(What needs to be done): Locate every line in the records below that contains the word "ocean", and copy each of those lines in full.

(Extracted data):
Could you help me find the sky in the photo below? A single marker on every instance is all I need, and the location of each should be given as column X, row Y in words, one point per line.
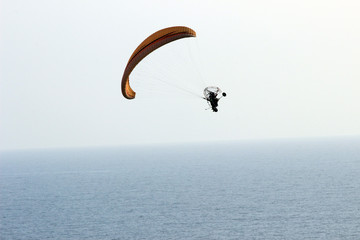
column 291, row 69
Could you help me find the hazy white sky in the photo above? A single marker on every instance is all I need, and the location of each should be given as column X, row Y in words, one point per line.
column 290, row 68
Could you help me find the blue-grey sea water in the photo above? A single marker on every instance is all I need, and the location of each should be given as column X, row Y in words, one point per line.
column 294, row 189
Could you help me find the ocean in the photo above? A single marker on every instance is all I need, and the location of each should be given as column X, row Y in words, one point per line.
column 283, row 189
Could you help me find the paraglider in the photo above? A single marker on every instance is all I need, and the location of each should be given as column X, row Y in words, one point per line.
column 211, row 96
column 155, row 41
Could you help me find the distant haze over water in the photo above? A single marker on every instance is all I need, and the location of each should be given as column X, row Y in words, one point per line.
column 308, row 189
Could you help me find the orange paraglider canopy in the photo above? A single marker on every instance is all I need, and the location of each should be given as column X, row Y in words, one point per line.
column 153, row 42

--

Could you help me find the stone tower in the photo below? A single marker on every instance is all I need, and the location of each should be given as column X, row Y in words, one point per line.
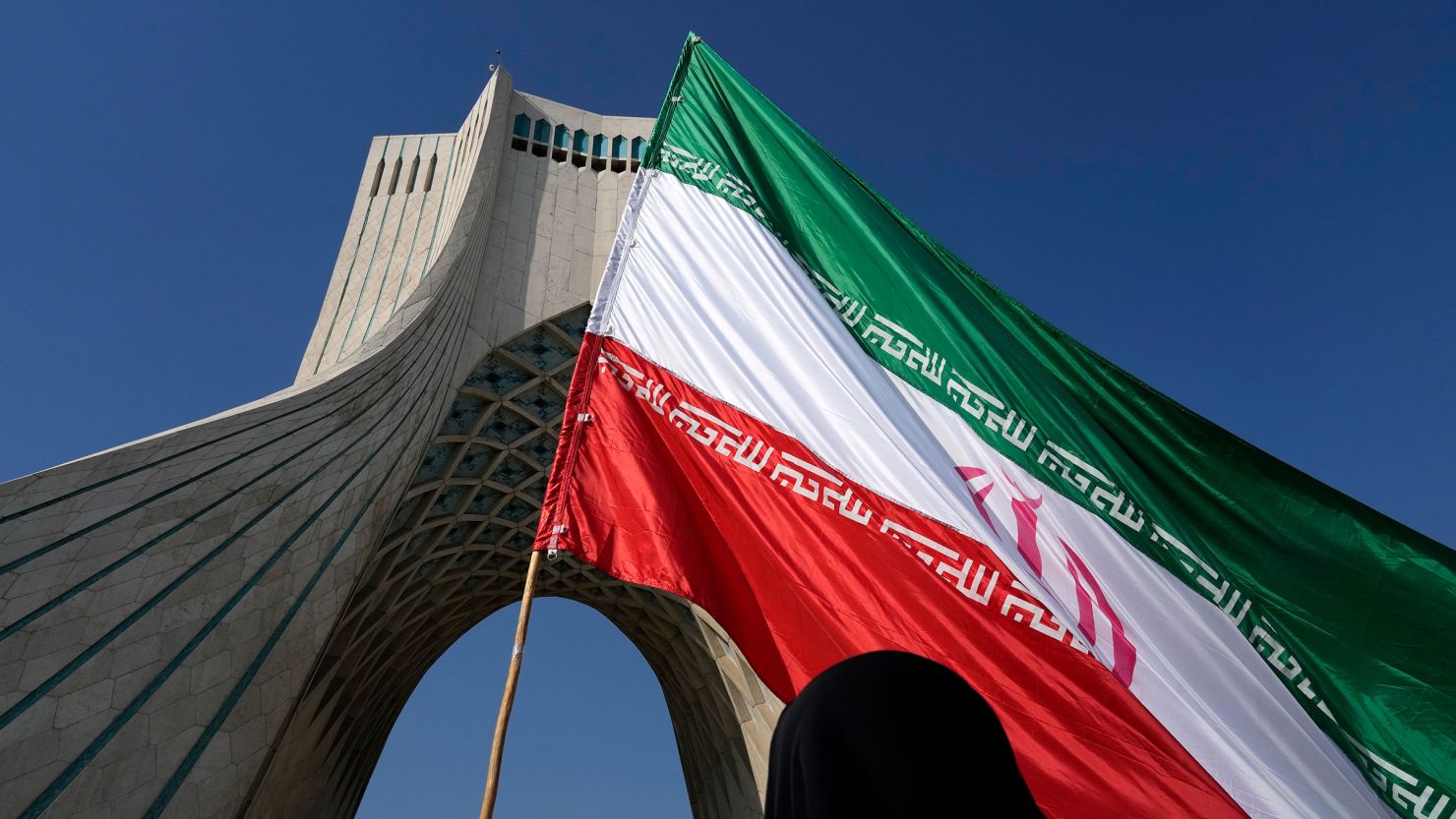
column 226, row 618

(Complete answer):
Could you help me find the ocean in the photo above? A single marker on every instance is all I need, and the location of each should be given as column X, row Y in words, one point per line.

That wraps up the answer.